• Task details: Every line below that holds the string "ceiling" must be copied.

• Given records:
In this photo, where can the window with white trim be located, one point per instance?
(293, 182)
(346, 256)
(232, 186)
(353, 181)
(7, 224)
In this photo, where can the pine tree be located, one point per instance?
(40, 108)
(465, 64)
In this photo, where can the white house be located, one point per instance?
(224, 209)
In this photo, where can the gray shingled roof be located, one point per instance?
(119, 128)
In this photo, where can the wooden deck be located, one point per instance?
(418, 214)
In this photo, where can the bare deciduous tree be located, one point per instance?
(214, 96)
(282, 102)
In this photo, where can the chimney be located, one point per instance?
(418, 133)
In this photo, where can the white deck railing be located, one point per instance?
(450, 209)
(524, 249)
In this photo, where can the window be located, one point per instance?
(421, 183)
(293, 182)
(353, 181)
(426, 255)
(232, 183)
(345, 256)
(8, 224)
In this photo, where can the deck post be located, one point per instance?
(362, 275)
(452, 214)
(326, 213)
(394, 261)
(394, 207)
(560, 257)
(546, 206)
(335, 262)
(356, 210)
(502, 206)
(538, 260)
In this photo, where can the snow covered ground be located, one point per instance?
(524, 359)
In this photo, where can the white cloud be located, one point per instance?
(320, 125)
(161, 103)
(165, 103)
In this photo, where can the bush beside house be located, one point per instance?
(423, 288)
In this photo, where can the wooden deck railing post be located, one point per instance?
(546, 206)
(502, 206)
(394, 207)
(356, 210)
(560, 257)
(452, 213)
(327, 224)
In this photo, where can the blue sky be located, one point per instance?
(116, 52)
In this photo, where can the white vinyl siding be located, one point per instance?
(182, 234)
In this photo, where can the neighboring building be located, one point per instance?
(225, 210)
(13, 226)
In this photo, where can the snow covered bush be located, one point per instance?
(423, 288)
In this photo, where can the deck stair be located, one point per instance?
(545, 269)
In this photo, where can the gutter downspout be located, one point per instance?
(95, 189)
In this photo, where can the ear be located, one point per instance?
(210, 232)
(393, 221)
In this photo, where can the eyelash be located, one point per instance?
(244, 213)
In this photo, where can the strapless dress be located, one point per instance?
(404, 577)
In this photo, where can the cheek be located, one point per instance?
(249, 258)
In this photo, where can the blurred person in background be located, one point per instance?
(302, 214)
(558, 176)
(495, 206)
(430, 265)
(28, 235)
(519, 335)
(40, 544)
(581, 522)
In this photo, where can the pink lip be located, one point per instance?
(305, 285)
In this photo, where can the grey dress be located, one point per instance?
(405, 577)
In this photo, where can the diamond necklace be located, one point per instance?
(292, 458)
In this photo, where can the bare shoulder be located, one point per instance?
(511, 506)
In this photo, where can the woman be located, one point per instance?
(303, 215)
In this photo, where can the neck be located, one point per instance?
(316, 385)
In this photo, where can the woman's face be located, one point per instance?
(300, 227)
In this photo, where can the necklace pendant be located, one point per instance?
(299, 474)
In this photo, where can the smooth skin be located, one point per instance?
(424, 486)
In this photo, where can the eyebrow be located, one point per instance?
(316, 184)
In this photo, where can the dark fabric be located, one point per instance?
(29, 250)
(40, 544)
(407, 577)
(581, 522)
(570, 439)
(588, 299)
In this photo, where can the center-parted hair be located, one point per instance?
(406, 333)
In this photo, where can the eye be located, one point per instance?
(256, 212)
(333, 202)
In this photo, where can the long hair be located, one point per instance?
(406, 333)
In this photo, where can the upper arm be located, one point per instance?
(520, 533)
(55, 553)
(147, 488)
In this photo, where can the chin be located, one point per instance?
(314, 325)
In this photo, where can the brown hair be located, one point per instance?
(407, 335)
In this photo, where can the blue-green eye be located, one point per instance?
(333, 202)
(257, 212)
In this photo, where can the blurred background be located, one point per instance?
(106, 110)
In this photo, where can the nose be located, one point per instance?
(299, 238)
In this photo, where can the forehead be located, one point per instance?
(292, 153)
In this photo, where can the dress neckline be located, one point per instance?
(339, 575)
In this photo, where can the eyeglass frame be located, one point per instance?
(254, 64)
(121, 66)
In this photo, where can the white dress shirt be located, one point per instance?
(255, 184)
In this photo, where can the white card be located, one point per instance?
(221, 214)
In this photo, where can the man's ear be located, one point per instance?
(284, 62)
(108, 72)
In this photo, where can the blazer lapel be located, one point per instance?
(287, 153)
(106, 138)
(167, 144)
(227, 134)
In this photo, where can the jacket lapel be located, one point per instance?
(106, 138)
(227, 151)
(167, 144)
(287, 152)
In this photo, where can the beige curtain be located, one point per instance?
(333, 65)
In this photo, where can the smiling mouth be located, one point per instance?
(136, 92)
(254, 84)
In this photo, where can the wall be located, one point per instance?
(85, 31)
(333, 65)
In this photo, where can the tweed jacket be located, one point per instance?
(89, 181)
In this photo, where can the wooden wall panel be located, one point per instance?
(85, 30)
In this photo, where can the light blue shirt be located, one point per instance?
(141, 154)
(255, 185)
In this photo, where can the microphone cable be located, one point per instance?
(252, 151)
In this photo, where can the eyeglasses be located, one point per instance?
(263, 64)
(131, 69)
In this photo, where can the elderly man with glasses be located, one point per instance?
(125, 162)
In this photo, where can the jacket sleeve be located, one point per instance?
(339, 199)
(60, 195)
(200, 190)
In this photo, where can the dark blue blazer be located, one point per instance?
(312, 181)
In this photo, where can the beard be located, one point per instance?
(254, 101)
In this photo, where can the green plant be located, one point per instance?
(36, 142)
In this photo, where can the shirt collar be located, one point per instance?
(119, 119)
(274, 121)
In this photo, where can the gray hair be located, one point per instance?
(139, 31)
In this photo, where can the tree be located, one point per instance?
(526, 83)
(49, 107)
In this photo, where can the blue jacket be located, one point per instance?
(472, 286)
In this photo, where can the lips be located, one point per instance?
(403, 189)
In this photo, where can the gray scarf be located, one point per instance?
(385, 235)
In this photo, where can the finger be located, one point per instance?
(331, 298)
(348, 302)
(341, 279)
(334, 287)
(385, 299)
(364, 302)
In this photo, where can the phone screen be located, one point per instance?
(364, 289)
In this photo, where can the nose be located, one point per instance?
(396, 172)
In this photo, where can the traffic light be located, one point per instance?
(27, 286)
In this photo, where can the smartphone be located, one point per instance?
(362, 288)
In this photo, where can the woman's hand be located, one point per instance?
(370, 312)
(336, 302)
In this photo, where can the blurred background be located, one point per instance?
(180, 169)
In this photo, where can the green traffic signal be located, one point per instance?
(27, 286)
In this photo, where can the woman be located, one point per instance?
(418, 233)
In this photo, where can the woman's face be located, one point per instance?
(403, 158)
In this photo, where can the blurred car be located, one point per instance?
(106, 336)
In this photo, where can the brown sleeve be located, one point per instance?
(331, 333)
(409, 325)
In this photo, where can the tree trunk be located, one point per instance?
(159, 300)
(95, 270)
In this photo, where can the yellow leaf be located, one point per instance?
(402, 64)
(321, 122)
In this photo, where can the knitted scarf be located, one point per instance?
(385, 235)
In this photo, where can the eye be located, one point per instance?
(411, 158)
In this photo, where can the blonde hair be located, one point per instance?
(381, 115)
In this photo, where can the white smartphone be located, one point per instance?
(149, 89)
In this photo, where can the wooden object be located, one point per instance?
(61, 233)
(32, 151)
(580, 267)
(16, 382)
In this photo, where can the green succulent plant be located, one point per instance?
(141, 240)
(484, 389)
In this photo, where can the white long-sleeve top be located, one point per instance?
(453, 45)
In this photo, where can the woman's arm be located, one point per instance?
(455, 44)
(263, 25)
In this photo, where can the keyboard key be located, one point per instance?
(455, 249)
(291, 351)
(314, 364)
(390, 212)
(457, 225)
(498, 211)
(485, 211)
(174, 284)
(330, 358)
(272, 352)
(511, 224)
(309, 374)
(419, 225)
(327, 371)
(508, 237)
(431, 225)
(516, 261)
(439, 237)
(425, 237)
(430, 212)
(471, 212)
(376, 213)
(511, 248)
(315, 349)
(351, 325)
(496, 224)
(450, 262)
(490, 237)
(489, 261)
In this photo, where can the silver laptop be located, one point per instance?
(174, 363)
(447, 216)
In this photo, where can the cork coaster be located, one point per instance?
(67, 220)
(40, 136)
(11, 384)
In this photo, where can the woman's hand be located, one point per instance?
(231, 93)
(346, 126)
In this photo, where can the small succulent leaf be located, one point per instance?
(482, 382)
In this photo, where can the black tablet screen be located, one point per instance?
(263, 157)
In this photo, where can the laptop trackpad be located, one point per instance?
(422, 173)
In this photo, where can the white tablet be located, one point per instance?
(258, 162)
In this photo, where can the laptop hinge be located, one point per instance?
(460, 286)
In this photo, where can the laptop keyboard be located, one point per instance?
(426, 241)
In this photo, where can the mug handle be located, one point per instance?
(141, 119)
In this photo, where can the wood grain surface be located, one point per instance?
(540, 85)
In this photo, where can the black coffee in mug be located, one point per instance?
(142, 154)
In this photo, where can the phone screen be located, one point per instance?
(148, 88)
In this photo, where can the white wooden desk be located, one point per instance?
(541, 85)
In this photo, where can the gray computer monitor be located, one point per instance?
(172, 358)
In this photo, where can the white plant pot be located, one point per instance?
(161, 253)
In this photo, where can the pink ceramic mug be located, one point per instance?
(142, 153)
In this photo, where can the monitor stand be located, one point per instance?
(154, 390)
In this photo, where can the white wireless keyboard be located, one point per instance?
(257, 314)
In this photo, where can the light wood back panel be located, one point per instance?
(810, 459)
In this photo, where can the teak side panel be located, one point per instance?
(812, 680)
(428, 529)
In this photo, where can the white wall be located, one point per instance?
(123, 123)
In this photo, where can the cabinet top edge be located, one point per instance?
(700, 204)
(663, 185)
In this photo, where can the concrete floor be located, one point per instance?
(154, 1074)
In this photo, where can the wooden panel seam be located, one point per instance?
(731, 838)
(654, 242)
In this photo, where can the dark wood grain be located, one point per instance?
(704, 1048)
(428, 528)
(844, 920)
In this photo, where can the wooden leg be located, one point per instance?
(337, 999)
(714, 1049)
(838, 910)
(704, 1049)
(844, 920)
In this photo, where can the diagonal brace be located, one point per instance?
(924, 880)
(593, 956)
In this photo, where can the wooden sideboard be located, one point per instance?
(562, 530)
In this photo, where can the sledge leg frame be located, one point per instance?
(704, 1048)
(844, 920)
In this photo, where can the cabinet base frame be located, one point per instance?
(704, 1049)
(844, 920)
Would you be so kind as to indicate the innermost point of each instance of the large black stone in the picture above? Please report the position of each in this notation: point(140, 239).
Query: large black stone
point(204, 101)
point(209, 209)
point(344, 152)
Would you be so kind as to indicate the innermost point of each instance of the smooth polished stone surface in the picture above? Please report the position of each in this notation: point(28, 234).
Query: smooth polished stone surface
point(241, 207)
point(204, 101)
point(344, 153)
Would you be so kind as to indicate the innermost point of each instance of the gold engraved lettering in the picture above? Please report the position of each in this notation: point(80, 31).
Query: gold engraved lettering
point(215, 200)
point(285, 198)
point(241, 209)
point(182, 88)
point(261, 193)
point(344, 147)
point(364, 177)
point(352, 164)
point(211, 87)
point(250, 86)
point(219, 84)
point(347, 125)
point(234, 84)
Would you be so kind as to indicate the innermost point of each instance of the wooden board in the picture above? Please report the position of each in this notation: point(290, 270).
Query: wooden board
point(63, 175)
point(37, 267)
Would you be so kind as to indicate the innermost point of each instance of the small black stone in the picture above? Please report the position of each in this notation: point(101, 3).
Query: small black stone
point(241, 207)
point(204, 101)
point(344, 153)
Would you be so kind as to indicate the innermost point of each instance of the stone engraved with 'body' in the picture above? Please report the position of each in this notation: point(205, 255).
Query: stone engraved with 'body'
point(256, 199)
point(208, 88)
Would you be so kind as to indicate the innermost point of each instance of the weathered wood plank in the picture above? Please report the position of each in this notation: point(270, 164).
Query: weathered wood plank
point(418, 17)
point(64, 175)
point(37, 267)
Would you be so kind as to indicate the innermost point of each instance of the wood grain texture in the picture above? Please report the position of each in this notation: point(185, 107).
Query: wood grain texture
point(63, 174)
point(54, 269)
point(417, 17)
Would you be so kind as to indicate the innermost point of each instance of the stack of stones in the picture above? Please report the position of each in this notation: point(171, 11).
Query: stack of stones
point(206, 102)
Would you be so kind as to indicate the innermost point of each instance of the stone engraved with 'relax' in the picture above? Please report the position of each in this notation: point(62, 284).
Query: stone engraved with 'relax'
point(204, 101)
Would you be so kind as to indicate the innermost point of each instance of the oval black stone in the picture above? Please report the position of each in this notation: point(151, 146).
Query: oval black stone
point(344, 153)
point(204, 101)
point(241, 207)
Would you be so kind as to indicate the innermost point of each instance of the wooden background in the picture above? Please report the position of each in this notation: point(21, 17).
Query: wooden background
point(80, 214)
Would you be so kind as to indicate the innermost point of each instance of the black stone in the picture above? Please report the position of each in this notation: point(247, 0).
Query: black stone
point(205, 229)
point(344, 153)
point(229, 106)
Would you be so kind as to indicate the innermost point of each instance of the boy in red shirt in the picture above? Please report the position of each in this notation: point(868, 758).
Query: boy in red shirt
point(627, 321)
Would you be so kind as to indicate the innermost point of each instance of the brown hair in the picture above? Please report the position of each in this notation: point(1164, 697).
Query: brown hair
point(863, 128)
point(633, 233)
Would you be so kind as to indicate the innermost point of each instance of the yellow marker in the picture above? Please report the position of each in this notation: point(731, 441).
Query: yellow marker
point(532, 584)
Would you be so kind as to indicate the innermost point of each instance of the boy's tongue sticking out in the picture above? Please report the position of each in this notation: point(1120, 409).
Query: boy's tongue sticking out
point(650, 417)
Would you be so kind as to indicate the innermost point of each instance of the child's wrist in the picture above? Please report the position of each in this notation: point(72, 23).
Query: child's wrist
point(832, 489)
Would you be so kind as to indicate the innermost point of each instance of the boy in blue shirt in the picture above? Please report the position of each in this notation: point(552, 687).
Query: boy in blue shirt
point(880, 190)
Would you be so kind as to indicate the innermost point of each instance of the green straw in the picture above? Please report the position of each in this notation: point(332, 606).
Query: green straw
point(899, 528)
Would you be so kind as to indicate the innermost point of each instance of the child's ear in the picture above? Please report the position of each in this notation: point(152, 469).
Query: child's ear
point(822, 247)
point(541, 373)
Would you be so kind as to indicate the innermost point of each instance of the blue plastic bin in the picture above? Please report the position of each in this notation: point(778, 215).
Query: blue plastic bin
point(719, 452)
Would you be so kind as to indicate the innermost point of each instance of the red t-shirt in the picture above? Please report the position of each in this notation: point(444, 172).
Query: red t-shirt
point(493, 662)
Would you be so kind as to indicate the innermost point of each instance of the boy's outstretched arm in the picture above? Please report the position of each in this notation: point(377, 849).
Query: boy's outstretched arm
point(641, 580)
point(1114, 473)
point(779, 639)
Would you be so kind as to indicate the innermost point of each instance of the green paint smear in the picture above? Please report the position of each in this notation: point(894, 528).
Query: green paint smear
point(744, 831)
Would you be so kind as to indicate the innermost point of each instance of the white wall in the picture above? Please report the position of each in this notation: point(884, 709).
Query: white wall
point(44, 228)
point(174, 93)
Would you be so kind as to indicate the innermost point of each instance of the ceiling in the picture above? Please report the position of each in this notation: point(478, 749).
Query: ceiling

• Solution to this exercise:
Would you be so kind as to indicate the innermost point of each instance of the ceiling in the picture above? Please report the position of each in this notation: point(478, 749).
Query: ceiling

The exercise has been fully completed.